◆ SELECTED EXTRACT:
━━━

We even get feedback about the length, we could brute force the length by providing any number from length 1 to n. Let's take a look at the disassembly instead. First we can directly see the correct user input length being 4:

If only one input is accepted that leaves us with a 1 in 10^4 probability.

Let's dig some further into the disassembly. After validating the key size all four values are stored byte by byte into an array:

The loop iterates (0 <= loop counter <= 3) and accesses the *argv[1] *string based on the loop counter. Each element is then stored into the *array*. We can notice the array access with a fixed offset of 4 (`array[rax*4]`

), which indicates the field width of each array element. 4 bytes corresponds to an `int`

even on 64-bit.

When checking the length is done another loop construct verifies that each input byte is `<= 9`

, meaning it double checks that the user only inputs numbers. If that's not the case we go to the bad exit and get notified with "*The key has the be a number!*". Once we pass that check we reach this part:

Here the first array element of our user input is compared against the integer value 5. If there is no match control flow is redirected to another early exit. So we know for sure that the flag starts with a "5".!

━━━

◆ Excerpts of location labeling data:

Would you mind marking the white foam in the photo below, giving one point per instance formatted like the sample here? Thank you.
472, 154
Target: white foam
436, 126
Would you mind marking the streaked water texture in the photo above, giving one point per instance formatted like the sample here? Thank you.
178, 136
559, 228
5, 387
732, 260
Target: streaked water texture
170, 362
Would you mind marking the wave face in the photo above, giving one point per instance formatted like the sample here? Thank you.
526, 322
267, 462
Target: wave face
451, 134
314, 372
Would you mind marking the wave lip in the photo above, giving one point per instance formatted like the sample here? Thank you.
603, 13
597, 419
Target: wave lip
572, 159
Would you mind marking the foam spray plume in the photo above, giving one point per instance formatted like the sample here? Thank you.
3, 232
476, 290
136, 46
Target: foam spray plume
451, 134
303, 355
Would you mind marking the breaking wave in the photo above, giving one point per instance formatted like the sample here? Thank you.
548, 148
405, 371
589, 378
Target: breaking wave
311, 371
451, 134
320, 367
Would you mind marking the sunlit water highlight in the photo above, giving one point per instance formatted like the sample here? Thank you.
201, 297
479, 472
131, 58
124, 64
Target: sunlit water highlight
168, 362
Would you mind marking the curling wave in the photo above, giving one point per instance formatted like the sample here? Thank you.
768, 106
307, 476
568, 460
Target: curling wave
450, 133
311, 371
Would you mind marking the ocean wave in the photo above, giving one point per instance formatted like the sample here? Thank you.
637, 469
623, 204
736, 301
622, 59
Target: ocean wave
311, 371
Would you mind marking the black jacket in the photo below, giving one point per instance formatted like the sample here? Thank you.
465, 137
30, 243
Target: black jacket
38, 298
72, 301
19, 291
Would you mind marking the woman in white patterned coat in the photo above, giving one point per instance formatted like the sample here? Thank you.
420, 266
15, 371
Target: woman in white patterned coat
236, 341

━━━

◆ PROBLEM TO WORK ON: Rewrite the disassembly walkthrough from "Let's dig some" up to and including "even on 64-bit.", replacing "loop counter" with "iteration index" throughout.

◆ PROBLEM SOLUTION:
Let's dig some further into the disassembly. After validating the key size all four values are stored byte by byte into an array:

The loop iterates (0 <= iteration index <= 3) and accesses the *argv[1] *string based on the iteration index. Each element is then stored into the *array*. We can notice the array access with a fixed offset of 4 (`array[rax*4]`

), which indicates the field width of each array element. 4 bytes corresponds to an `int`

even on 64-bit.